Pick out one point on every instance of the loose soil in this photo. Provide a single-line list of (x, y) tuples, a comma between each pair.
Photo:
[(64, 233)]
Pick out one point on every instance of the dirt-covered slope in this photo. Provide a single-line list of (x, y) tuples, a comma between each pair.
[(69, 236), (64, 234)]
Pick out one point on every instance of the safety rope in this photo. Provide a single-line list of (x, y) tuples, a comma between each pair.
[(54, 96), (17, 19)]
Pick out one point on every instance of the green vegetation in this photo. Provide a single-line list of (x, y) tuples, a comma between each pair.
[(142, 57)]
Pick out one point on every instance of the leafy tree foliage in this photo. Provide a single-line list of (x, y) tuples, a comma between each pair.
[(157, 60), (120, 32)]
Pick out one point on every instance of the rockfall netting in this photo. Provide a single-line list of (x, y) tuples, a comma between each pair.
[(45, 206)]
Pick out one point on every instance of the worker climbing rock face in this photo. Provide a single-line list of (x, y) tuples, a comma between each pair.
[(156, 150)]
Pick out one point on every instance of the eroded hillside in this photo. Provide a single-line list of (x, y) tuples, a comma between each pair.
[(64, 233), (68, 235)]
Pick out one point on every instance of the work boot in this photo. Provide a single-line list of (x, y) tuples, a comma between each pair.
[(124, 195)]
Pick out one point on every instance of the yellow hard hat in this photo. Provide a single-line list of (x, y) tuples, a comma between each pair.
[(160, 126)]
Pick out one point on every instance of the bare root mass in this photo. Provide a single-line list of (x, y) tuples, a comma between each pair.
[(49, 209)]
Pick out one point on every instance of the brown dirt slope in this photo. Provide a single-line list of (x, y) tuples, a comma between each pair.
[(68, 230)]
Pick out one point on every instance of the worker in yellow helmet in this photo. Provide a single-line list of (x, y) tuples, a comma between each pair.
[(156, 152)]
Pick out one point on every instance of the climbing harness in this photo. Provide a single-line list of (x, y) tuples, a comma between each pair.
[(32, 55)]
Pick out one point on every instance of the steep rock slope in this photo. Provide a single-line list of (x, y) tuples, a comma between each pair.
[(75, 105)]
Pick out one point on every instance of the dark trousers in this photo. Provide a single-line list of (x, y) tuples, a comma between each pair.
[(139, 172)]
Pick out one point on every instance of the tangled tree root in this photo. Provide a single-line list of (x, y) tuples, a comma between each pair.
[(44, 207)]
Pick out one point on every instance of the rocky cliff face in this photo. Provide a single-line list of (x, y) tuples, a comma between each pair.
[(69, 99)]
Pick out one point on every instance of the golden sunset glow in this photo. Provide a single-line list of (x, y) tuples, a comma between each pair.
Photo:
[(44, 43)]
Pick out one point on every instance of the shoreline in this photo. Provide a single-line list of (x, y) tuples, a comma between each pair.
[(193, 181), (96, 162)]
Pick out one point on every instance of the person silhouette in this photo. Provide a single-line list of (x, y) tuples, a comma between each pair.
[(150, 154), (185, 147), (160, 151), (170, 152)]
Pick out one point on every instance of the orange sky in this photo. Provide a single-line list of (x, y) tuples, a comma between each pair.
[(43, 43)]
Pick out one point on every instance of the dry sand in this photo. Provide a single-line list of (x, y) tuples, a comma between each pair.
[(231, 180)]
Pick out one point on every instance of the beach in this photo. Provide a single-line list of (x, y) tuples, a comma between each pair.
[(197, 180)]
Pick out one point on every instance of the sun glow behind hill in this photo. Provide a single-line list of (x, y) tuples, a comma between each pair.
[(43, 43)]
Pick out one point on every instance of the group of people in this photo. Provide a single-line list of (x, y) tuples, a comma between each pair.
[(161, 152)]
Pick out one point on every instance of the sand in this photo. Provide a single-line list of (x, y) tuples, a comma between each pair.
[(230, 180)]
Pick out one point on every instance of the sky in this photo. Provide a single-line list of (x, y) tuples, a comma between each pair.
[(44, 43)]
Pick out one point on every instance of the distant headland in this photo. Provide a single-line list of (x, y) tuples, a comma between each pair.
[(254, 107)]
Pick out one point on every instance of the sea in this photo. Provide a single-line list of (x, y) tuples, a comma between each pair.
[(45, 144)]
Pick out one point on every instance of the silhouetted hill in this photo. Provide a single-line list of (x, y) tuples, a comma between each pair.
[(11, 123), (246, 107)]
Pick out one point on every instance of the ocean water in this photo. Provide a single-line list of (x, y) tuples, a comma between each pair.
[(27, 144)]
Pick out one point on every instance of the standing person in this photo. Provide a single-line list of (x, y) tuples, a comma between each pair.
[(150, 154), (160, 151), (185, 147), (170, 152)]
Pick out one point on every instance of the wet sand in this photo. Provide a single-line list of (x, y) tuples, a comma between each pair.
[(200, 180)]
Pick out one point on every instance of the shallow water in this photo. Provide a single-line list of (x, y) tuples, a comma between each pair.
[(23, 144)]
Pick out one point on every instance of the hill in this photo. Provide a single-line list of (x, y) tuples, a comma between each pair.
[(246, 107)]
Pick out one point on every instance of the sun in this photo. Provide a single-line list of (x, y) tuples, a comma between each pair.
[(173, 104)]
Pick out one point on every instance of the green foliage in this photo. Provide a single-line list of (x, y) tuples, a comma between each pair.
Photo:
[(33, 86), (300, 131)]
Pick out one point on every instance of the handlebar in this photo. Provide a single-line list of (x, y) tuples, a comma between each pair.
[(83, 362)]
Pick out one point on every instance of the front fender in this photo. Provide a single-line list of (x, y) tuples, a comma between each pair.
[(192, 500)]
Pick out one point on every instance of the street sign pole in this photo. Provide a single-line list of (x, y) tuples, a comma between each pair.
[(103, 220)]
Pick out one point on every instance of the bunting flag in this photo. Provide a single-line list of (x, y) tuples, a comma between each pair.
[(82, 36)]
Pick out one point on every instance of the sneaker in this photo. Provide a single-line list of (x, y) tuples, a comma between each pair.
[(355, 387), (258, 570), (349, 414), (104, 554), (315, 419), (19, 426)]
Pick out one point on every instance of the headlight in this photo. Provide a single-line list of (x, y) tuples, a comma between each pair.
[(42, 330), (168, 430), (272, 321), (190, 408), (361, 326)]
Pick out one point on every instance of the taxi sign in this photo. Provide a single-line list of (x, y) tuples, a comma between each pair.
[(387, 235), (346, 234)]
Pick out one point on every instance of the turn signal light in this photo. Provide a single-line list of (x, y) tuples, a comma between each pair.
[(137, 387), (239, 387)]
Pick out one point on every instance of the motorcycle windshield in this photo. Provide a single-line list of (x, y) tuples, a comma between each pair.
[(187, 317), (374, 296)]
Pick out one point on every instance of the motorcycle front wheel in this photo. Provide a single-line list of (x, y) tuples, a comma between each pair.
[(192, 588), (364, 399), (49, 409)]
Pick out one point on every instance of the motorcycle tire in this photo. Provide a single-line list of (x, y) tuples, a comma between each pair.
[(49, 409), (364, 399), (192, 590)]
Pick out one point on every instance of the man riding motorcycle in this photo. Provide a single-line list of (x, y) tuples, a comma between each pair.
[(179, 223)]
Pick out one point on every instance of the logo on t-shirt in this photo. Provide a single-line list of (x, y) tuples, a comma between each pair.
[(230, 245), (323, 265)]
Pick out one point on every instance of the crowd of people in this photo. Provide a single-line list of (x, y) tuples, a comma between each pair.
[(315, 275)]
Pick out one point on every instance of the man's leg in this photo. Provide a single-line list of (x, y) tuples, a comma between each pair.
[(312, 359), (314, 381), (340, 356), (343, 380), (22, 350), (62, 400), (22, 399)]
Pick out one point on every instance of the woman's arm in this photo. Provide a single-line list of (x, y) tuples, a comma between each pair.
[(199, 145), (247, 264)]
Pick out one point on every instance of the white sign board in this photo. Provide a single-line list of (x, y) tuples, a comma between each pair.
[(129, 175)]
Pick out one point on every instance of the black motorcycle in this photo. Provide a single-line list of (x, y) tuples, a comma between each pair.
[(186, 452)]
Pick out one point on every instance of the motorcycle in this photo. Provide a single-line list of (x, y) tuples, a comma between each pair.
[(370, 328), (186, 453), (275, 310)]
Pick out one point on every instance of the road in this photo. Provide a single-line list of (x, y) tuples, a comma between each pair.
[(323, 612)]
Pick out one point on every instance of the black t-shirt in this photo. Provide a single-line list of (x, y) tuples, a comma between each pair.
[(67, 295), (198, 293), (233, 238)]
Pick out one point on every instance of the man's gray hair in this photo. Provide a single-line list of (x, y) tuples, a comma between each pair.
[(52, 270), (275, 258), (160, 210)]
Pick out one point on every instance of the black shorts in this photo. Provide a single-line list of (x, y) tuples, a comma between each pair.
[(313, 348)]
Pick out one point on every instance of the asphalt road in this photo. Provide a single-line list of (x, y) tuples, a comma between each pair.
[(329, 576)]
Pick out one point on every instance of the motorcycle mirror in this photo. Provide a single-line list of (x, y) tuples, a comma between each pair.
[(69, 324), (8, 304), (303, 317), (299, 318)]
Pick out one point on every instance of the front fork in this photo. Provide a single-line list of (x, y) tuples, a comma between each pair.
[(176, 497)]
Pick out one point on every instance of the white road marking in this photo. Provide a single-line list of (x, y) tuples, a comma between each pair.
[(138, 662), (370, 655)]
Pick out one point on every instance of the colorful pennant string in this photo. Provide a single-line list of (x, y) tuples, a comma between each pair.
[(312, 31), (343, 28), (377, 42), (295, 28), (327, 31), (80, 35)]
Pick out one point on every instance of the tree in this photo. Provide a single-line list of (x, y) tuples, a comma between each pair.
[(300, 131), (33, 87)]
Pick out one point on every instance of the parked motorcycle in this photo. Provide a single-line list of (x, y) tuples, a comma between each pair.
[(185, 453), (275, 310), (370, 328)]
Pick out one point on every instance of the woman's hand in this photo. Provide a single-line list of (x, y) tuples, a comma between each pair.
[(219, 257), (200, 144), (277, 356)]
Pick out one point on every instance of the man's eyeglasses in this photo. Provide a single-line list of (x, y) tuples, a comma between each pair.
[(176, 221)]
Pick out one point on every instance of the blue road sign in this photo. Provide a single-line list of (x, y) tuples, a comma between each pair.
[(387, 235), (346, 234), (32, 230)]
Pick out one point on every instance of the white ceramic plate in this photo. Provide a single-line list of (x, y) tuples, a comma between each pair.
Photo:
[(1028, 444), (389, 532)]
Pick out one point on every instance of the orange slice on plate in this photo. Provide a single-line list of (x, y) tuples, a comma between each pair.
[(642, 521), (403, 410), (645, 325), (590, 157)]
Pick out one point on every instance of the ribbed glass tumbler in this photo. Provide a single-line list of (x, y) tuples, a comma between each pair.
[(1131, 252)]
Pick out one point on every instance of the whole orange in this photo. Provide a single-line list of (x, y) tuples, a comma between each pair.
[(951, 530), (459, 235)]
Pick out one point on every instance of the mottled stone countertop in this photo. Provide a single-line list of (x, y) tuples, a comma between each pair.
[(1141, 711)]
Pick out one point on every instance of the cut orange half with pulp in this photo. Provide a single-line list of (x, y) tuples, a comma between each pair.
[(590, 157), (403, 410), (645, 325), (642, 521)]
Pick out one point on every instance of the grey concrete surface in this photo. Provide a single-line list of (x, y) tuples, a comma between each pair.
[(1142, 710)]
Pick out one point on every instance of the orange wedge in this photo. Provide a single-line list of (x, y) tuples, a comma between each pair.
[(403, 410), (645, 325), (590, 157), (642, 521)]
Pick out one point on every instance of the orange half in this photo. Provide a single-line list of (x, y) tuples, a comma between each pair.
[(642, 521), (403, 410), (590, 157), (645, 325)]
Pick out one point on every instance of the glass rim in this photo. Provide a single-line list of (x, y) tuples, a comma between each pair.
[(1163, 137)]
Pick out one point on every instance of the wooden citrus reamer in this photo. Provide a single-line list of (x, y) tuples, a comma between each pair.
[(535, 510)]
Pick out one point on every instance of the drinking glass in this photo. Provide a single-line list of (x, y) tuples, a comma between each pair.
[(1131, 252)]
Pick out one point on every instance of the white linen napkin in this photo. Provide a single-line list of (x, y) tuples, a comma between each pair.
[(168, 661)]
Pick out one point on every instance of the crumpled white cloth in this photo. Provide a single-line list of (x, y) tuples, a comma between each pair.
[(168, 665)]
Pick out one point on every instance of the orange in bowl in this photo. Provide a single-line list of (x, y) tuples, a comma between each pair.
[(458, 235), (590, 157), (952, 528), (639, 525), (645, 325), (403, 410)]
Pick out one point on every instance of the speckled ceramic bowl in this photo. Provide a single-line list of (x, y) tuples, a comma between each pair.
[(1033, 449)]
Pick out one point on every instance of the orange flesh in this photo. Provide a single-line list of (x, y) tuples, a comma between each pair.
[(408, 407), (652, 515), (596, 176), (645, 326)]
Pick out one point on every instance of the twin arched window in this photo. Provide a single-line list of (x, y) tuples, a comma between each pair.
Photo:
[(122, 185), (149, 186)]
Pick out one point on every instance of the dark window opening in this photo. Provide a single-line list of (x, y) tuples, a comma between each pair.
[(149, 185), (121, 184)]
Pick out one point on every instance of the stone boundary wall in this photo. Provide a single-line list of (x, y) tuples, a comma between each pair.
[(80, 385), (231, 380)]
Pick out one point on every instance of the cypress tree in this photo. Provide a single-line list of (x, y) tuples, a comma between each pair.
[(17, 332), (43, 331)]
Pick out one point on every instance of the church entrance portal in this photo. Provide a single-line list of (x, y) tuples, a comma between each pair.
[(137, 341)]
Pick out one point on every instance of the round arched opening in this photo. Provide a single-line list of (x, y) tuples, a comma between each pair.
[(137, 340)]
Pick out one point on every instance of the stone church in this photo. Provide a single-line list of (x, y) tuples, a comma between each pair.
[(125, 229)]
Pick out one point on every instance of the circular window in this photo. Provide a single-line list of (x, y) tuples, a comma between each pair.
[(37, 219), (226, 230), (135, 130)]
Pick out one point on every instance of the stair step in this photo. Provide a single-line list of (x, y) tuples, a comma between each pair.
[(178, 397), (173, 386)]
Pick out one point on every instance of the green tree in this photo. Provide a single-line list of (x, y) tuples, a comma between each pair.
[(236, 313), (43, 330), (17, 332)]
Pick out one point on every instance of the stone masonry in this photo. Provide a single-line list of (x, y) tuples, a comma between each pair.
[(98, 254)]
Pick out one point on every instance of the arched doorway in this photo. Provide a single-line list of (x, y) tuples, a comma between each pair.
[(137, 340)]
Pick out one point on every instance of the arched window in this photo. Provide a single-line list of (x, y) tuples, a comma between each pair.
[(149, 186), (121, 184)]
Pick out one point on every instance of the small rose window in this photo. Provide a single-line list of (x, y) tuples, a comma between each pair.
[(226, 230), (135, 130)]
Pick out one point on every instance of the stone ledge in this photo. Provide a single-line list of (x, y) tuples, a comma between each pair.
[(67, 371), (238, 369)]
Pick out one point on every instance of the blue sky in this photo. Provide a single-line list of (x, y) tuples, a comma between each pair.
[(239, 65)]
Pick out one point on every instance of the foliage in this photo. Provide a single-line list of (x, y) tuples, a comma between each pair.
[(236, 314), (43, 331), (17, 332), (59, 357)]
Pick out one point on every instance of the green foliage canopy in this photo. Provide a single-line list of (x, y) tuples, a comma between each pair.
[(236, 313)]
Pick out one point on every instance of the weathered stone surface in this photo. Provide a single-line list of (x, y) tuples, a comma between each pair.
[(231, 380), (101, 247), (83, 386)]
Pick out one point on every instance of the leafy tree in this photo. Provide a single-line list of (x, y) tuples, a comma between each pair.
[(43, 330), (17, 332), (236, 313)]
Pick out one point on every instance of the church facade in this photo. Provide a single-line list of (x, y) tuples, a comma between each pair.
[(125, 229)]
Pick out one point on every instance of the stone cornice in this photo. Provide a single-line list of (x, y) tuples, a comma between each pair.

■ ■ ■ ■ ■ ■ ■

:: EXERCISE TASK ::
Copy exactly the lines of the listing above, beginning at the line with "Pick out one point on every instance of the small" and ending at its final line; write out nothing else.

:: EXPECTED OUTPUT ::
Pick out one point on every instance of the small rose window in this photo. Provide a single-line list of (x, y) tuples, a comma between each pair.
[(226, 230), (135, 130)]
Pick out one point on every instance of the stone ledge in this photo. Provide a single-line list of (x, y) tuples, a comma between each pair.
[(67, 371), (238, 369)]
Pick out one point on every instance of the blue sky in this photo. Provide a single-line list of (x, y) tuples, a comma between each pair.
[(239, 65)]
Pick out one point on every instance of the foliage in this photo. Provide a single-line list of (x, y) tuples, a comma between each pair.
[(236, 314), (43, 331), (17, 332), (59, 357)]
Pick out one point on every instance of the green foliage canopy in this photo. Provide a single-line list of (x, y) tuples, a comma between each pair.
[(236, 313)]
Pick out one point on every instance of the weathered stone surface in this photo. Provide a single-line list of (x, y) tuples, a comma between each pair.
[(231, 380), (101, 247), (83, 386)]
Pick out one point on every instance of the leafy tree in this photo. Provide a single-line list of (x, y) tuples, a comma between each pair.
[(43, 330), (17, 332), (236, 313)]
Pick out one point on every instance of the church facade in this photo. Provide a single-line list of (x, y) tuples, a comma between each pair.
[(125, 229)]
Pick out one point on every instance of the stone cornice in this photo. Provide a single-line list of (x, y) tuples, a comma between each pair.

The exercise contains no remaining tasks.